*WHAT NEEDS TO BE DONE:* Write the entries below out again exactly; any picture in them stays out.

========================================================================

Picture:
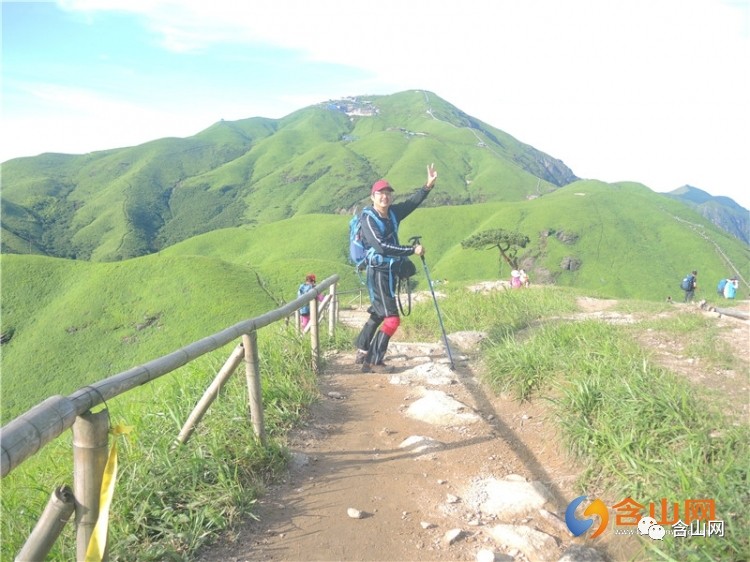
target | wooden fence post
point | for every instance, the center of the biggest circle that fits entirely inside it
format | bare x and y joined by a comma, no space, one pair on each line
90,451
59,508
314,339
333,311
252,375
211,393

========================================================================

*YOUR SOLUTION:*
Picture:
target | wooden fence post
point | for every instance, the center of the biggest circle that fits entirely inside it
format | bare x and y joined by a comma, no space, one pair on each line
90,451
59,508
314,339
333,311
252,375
211,393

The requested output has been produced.